• **What to work on**
Repeat the lines of the listing below exactly, starting at the line that contains "Objective — one marker on every instance of the gray" and running through the last line, both included, and only those.
* begin The records *
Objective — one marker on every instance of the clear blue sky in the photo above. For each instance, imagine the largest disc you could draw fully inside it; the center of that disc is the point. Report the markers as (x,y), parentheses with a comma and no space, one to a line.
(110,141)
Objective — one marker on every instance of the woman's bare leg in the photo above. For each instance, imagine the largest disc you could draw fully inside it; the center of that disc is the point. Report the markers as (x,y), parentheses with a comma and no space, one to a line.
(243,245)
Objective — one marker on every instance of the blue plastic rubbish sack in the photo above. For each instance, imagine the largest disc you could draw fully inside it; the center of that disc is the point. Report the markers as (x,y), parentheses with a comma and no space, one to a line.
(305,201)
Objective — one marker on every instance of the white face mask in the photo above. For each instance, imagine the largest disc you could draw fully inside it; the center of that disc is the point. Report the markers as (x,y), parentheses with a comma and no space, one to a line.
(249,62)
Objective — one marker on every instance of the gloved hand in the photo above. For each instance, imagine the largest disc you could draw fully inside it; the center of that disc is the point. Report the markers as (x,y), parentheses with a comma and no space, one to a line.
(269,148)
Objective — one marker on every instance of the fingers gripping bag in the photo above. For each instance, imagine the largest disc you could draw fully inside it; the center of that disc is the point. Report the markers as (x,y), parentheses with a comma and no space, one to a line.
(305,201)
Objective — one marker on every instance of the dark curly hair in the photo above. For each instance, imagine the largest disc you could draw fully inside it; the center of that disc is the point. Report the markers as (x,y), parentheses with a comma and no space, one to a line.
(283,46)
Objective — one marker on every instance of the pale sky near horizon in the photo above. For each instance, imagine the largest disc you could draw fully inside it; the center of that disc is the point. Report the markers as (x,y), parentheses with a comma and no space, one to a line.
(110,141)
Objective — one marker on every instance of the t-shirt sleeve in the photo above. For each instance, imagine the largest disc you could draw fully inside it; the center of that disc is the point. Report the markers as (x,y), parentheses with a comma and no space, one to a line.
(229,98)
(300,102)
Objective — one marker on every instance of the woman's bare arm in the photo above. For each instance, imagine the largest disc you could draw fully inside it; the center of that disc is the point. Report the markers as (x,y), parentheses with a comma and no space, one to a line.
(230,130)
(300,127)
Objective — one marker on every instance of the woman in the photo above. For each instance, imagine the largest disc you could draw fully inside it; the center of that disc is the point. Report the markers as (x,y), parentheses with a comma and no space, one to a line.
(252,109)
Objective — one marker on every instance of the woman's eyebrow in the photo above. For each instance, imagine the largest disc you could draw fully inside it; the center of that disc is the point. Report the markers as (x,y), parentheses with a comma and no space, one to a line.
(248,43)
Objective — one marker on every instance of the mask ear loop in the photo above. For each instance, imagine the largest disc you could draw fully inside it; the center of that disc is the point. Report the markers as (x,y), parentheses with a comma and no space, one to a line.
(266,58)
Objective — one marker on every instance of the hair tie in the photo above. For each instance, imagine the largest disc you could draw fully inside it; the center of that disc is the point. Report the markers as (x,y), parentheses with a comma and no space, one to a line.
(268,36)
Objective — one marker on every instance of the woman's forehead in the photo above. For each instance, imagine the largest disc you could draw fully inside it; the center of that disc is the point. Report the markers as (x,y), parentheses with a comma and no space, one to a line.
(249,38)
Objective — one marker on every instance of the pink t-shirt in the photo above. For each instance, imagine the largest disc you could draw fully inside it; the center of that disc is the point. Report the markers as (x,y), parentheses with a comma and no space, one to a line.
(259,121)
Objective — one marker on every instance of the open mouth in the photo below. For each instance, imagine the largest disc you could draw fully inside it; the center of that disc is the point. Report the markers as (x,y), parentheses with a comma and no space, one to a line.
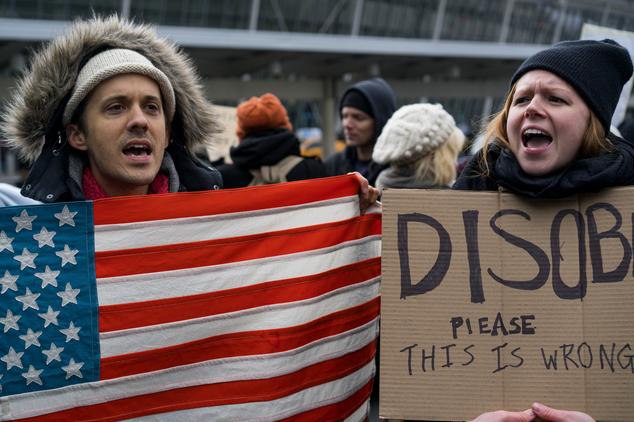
(535,139)
(137,150)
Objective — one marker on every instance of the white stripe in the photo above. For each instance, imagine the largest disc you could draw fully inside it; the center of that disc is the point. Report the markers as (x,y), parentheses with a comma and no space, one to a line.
(196,229)
(204,373)
(193,281)
(275,410)
(268,317)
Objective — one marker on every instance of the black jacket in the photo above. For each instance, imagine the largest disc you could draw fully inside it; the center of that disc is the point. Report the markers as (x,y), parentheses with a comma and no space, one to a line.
(267,149)
(383,103)
(343,163)
(57,178)
(587,175)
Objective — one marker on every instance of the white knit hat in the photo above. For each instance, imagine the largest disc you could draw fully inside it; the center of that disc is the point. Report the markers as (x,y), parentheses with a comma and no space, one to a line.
(117,62)
(412,132)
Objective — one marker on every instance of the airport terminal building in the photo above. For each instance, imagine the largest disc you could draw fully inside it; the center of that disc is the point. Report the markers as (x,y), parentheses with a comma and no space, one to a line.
(460,53)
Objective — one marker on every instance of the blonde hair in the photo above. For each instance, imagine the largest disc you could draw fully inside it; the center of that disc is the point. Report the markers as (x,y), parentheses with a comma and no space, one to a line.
(440,164)
(594,141)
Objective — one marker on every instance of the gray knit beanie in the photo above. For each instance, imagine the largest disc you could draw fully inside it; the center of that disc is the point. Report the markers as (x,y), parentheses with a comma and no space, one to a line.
(114,62)
(597,70)
(412,132)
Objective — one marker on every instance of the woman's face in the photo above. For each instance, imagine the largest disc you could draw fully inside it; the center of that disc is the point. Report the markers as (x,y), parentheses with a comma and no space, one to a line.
(546,123)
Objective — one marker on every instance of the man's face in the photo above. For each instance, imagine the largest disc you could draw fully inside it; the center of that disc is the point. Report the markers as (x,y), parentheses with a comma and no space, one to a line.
(124,133)
(358,127)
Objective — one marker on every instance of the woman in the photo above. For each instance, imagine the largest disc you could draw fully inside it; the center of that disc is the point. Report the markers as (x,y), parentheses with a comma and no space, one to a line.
(421,143)
(553,140)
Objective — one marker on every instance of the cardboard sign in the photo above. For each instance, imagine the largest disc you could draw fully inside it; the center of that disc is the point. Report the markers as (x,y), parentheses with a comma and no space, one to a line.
(492,301)
(228,118)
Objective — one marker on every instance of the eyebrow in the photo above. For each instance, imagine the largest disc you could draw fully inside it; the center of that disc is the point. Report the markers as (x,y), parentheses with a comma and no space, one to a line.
(122,97)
* end The records *
• **Task response**
Objective — one marker on every instance of the gray knit beanie in the photo above. For each instance, imagine the largest disc you could draw fully inside it; the center of that disc is the point. Report the markers as (x,y), parentheses with a comma and no space, one to a line.
(114,62)
(597,70)
(412,132)
Objective — one marker on every instance of the woman's face in the photo above. For each instance, imagine the largest disc you could draw fully inside it; the center of that disc is the point. Report the markers as (x,y), parentheses with a comma and no space, one to a line.
(546,123)
Objective — one marker on every instance of the man's face in the photo above. For each instance, imagine the largest disc you could draw fully inside it; the center of that disc is the point. Report the markers as (x,y), parentheses with a comma and no space, one to a line.
(124,133)
(358,127)
Objective — one marker on every instance of the woman in the photo above. For each instance, imagine the largest disc you could draw fully inside it; the center of that disc is the point. Report the markers as (x,y), parentheses with a comma and no space, one to a line.
(421,143)
(553,140)
Objective — one marker on every instance of the cardboard sign in the photo above. For each instance, imagine the largest disc you could draw fully inside it; the center of that disc is the point. Report the markers as (x,y), parentheses with a comma and no space, one to a line.
(492,301)
(228,118)
Objective — one marker on every instance of the eyebrow in the photo above. For each instance, imagine the largest disc you could draw fully inside it; the center of that disc is the point. Report the markers as (x,y), parentheses with a comma and no space, one to a line.
(122,97)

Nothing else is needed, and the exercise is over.